▸ **Stated goal A**
Set down the full article on the People's Coalition for Progress word for word.

▸ **Text passage**
—————
- Abbreviation: PCP
- Leader: Kemar Stuart Lynette Eastmond Corey Beckles
- Founders: Kemar Stuart Lynette Eastmond Corey Beckles;
- Founded: 19 January 2026
- Ideology: Social democracy Progressivism Conservatism Multiculturalism;
- Political position: Centre-left to Center-right
- Colours: Green, Orange and Purple

= People's Coalition for Progress =

Electoral alliance in Barbados

The People's Coalition for Progress (PCP) is an electoral alliance in Barbados. It was formed on the 19 January 2026 by the United Progressive Party (UPP), the New National Party (NNP) and the Conservative Barbados Leadership Party (CBLP) to contest the 2026 Barbadian general election.

==History==
The United Progressive Party was formed in 2017 and Lynette Eastmond was chosen to lead the new party after much media speculation, concerning the political ambitions of Eastmond herself. The UPP later contested the 2018 Barbadian general election the next year but only won 1.3 per cent of the vote losing the one seat of Christ Church West, held by new UPP's member, Dr. Agard back to the Barbados Labour Party (BLP). They then contested the 2022 Barbadian general election under the Alliance Party for Progress (APP) Banner with the People's Party for Democracy and Development and failed to win any seats.

In January 2025, attorney-at-law Corey Beckles founded the Conservative Barbados Leadership Party (CBLP) on the "principal values of conservatism."

The New National Party (NNP) was founded by activist and former general secretary of the Democratic Labour Party (DLP) Kemar Stuart on the 4 April 2025. It was founded after Stuart was dismissed from his role after former Barbados Labour Party MP Ralph Thorne crossed the floor and became leader of the opposition and of the DLP. The party originally intended to contest the 2025 St. James North by-election but later declined to focus on the next general election.
—————
▸ **Available records**

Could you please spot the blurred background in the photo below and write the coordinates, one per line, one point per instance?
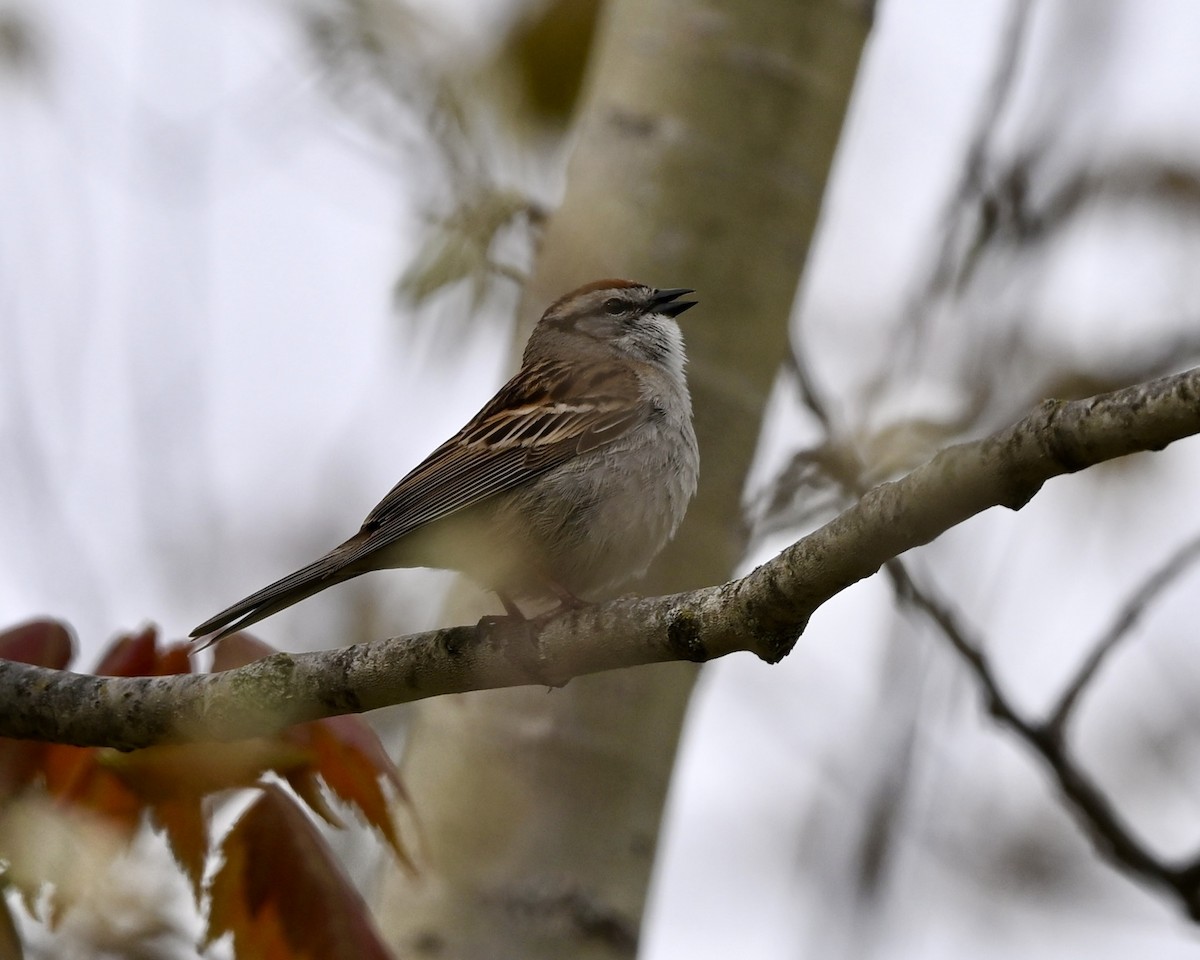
(258, 258)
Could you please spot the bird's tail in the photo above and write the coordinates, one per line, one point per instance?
(333, 568)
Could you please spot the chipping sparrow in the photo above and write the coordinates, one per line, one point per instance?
(570, 480)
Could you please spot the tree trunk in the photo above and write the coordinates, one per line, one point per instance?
(705, 142)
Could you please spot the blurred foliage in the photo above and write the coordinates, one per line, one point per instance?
(22, 45)
(69, 813)
(549, 52)
(460, 247)
(471, 121)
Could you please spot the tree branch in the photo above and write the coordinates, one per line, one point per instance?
(763, 612)
(1111, 837)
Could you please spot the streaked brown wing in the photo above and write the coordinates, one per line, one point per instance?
(520, 435)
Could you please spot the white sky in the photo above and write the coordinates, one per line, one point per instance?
(202, 382)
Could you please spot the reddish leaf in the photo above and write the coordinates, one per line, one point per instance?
(84, 777)
(186, 828)
(45, 643)
(190, 771)
(281, 893)
(73, 777)
(348, 756)
(138, 655)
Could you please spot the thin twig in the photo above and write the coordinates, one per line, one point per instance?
(1092, 809)
(1126, 619)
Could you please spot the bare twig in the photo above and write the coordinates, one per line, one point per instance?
(763, 612)
(1126, 619)
(1109, 833)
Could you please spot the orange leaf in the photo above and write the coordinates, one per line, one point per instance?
(187, 834)
(281, 893)
(351, 760)
(138, 655)
(190, 771)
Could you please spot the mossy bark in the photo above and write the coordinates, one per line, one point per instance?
(705, 141)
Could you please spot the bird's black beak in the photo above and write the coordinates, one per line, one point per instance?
(664, 301)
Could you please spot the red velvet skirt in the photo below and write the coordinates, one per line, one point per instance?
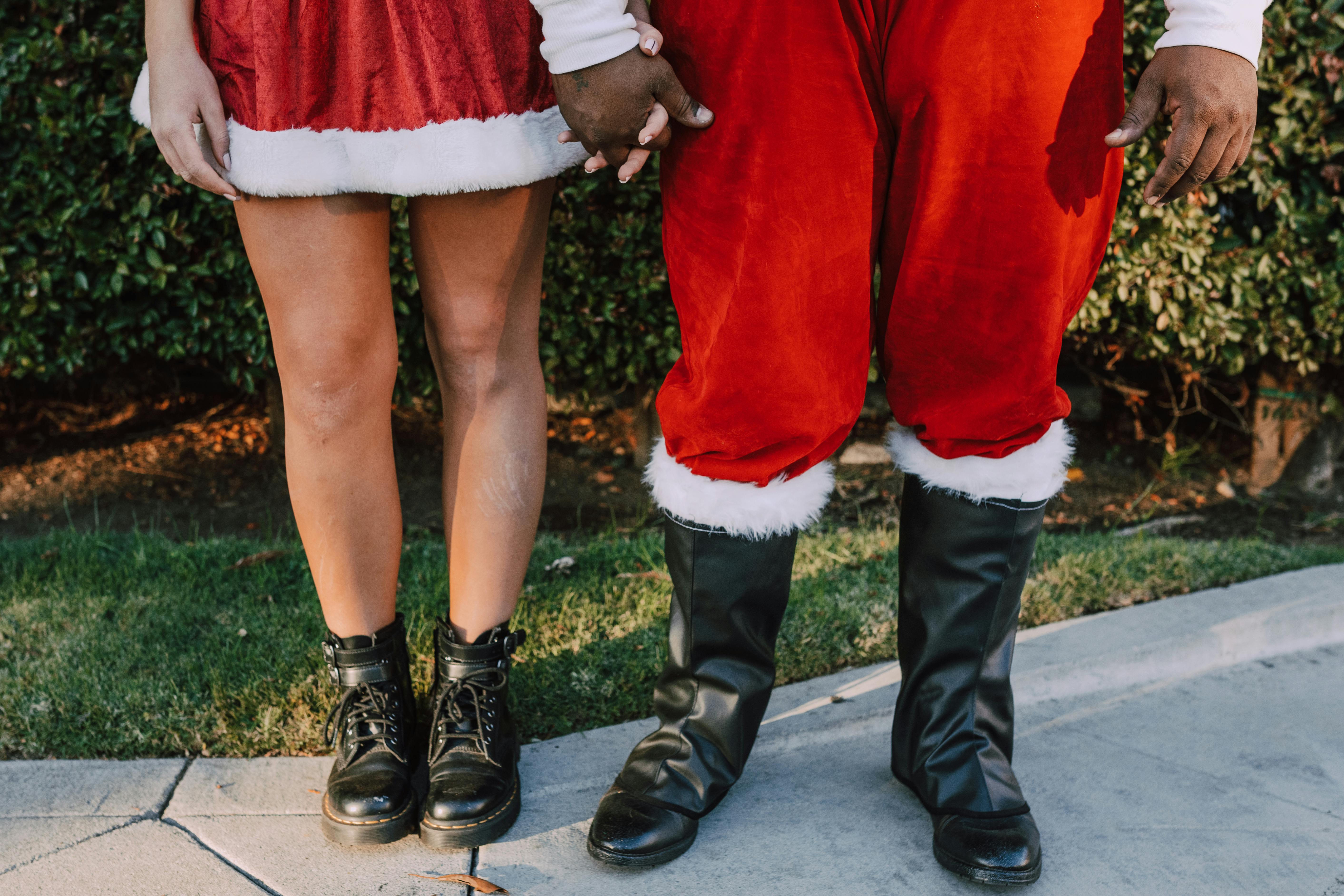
(402, 97)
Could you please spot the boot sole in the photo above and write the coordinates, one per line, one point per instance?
(367, 832)
(480, 832)
(989, 877)
(632, 860)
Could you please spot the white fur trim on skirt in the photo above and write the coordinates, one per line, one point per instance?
(458, 156)
(741, 508)
(1033, 473)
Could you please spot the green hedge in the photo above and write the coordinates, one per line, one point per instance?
(107, 258)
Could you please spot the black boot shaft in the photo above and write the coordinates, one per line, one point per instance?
(474, 678)
(963, 569)
(474, 786)
(377, 704)
(371, 726)
(729, 601)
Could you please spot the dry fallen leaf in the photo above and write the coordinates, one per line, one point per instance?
(479, 883)
(253, 559)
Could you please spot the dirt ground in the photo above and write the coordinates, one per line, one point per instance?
(194, 464)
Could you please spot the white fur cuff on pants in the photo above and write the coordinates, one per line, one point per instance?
(1031, 473)
(741, 508)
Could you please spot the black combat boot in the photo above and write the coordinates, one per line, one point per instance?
(728, 604)
(369, 794)
(474, 749)
(963, 567)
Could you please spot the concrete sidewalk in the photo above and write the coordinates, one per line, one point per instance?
(1189, 746)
—————
▸ **Stated goal B**
From the records, pull out only the stretch from the line containing "Could you please spot the bird's black" through the line containing "(1033, 473)", both lines included, copying it word for word and leaving out the pictures.

▸ **Result A**
- Abbreviation: PCP
- Leader: Kemar Stuart Lynette Eastmond Corey Beckles
- Founders: Kemar Stuart Lynette Eastmond Corey Beckles;
- Founded: 19 January 2026
- Ideology: Social democracy Progressivism Conservatism Multiculturalism;
- Political position: Centre-left to Center-right
- Colours: Green, Orange and Purple

= People's Coalition for Progress =

Electoral alliance in Barbados

The People's Coalition for Progress (PCP) is an electoral alliance in Barbados. It was formed on the 19 January 2026 by the United Progressive Party (UPP), the New National Party (NNP) and the Conservative Barbados Leadership Party (CBLP) to contest the 2026 Barbadian general election.

==History==
The United Progressive Party was formed in 2017 and Lynette Eastmond was chosen to lead the new party after much media speculation, concerning the political ambitions of Eastmond herself. The UPP later contested the 2018 Barbadian general election the next year but only won 1.3 per cent of the vote losing the one seat of Christ Church West, held by new UPP's member, Dr. Agard back to the Barbados Labour Party (BLP). They then contested the 2022 Barbadian general election under the Alliance Party for Progress (APP) Banner with the People's Party for Democracy and Development and failed to win any seats.

In January 2025, attorney-at-law Corey Beckles founded the Conservative Barbados Leadership Party (CBLP) on the "principal values of conservatism."

The New National Party (NNP) was founded by activist and former general secretary of the Democratic Labour Party (DLP) Kemar Stuart on the 4 April 2025. It was founded after Stuart was dismissed from his role after former Barbados Labour Party MP Ralph Thorne crossed the floor and became leader of the opposition and of the DLP. The party originally intended to contest the 2025 St. James North by-election but later declined to focus on the next general election.

▸ **Result B**
Could you please spot the bird's black beak in the photo above and write the coordinates, one per line, one point per instance?
(664, 301)
Could you please spot the red velvet skirt in the photo below and write the coordinates, one per line, one point per instance?
(402, 97)
Could you please spot the boot sole in the photo above and write the coordinates, one per line, one point per instance?
(367, 832)
(480, 832)
(989, 877)
(632, 860)
Could you please spot the white fur trim on skirt in the photo above and write the coordinates, one per line, one point per instance?
(458, 156)
(741, 508)
(1033, 473)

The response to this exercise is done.